Outline records:
┌──

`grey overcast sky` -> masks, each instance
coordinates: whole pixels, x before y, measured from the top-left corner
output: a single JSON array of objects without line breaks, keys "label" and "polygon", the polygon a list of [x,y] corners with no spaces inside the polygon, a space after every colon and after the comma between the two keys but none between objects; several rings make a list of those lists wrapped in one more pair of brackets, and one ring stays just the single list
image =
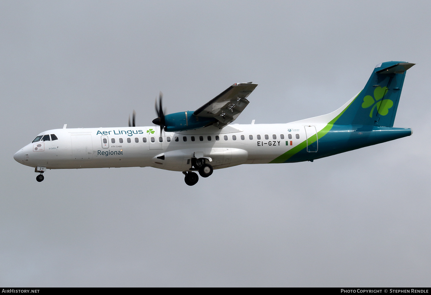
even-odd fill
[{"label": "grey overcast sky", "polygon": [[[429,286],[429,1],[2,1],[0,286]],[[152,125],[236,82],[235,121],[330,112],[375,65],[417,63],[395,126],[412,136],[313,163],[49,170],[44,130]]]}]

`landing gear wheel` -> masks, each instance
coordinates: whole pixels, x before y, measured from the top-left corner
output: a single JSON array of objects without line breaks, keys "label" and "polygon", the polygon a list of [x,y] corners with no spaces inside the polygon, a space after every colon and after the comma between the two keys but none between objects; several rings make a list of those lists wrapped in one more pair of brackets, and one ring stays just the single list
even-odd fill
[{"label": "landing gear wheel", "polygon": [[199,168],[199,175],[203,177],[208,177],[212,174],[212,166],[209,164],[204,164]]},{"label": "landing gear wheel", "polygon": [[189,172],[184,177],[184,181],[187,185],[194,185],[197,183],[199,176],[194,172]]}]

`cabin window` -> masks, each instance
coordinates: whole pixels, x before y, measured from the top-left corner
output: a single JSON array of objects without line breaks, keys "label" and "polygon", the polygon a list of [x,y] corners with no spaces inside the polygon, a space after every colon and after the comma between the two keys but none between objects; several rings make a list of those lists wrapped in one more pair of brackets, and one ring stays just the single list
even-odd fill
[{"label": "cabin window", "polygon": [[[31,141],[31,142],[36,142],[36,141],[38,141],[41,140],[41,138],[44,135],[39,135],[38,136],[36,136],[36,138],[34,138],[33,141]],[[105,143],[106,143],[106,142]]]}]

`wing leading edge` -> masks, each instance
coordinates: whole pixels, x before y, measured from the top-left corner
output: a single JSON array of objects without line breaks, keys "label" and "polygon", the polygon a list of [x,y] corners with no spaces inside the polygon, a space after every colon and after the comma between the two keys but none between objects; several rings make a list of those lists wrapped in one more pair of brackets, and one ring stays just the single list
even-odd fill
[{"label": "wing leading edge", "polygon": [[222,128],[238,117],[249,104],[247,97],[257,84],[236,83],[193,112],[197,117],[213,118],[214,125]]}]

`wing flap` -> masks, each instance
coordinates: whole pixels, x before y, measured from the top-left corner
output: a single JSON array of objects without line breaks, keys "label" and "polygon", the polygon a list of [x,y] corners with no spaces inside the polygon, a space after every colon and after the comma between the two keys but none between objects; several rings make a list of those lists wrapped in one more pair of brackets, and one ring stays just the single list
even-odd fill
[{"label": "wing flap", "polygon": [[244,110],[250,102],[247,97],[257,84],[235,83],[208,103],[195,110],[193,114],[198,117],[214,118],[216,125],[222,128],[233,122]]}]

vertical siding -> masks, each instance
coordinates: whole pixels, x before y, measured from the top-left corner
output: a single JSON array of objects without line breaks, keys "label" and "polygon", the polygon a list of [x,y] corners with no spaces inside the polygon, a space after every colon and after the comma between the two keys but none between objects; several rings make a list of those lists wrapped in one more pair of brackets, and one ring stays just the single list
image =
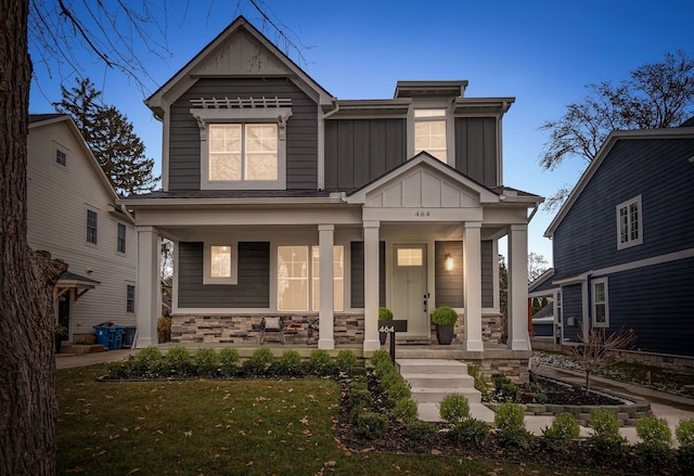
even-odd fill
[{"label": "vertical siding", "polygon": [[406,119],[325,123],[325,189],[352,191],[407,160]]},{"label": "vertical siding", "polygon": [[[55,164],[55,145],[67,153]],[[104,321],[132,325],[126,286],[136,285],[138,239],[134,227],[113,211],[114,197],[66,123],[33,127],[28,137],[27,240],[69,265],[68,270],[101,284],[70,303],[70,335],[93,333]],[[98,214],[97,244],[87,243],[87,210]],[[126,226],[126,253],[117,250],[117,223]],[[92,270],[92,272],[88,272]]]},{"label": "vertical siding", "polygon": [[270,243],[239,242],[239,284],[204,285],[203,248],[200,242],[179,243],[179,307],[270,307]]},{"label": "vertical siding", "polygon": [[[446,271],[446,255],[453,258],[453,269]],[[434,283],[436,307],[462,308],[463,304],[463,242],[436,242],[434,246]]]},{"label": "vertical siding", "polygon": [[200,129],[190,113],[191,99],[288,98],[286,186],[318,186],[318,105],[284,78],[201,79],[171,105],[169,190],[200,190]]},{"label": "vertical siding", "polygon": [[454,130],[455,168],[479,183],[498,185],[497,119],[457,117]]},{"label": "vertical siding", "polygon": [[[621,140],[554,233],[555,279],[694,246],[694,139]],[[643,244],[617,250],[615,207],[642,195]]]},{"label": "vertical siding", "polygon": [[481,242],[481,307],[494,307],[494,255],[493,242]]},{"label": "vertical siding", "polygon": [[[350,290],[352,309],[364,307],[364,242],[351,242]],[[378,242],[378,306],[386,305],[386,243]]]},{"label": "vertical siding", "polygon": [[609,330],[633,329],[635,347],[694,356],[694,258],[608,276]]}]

└──
┌──

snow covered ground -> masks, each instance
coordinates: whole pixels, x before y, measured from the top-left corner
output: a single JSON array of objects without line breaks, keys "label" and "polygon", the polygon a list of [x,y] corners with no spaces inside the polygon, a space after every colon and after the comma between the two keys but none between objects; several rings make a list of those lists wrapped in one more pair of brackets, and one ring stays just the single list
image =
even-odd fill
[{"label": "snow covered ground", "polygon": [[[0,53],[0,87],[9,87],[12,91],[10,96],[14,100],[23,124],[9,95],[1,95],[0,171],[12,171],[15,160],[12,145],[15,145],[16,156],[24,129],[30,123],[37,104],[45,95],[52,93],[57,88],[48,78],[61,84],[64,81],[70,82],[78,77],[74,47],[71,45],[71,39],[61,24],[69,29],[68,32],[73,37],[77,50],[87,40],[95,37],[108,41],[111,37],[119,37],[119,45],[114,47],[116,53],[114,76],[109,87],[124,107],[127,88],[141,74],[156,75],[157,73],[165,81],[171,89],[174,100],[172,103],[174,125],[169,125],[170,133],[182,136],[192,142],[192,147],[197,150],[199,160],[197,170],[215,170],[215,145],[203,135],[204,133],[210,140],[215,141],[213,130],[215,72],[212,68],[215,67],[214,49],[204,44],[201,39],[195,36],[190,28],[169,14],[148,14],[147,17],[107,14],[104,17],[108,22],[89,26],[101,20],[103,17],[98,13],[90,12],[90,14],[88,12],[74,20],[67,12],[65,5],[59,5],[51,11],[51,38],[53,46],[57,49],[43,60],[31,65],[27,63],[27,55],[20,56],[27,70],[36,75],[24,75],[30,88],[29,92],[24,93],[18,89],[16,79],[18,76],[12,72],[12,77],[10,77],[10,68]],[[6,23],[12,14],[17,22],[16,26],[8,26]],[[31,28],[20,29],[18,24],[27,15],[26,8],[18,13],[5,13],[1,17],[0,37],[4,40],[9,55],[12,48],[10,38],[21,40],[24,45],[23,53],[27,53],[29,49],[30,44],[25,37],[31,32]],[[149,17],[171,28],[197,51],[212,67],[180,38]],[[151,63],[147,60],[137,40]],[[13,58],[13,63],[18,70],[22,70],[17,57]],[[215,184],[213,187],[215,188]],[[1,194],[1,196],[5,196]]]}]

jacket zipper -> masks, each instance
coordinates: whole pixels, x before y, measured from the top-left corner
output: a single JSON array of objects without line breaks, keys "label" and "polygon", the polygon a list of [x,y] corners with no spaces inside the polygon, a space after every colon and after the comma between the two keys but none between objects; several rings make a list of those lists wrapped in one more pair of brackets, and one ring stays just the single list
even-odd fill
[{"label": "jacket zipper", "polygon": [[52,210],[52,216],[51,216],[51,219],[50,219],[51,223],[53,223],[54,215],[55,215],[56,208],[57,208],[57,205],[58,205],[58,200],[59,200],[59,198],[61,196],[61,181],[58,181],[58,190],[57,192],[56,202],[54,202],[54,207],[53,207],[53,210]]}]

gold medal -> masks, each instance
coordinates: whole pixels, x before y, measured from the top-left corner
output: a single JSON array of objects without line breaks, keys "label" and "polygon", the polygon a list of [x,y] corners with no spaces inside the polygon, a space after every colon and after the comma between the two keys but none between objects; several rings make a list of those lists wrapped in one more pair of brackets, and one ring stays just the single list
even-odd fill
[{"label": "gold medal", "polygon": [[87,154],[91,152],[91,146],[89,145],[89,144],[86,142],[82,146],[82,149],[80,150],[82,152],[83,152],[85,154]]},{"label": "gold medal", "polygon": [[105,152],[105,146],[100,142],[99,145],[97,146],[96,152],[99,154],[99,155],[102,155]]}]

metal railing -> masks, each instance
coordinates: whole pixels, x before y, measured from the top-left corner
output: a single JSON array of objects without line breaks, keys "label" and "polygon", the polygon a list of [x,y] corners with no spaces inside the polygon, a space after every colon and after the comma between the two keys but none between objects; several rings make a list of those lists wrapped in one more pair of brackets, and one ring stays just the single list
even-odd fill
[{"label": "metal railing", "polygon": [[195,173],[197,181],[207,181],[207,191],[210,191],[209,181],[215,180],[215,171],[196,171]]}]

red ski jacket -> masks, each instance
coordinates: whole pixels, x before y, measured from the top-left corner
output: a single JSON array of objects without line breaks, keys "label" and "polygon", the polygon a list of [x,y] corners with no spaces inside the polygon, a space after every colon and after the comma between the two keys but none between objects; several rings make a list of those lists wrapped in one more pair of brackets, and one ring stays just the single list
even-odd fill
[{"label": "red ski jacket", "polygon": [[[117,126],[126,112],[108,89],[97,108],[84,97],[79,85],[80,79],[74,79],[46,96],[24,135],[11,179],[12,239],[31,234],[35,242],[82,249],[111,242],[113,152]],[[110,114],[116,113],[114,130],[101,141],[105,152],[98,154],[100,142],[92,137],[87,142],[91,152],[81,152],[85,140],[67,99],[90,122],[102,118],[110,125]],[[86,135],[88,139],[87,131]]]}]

└──

Show every line of the listing that contains the string "gear", matching case.

- Solved exercise:
`landing gear wheel` -> masks, each instance
[{"label": "landing gear wheel", "polygon": [[199,168],[199,175],[203,177],[208,177],[212,174],[212,166],[209,164],[204,164]]},{"label": "landing gear wheel", "polygon": [[189,172],[184,177],[184,181],[187,185],[194,185],[197,183],[199,176],[194,172]]}]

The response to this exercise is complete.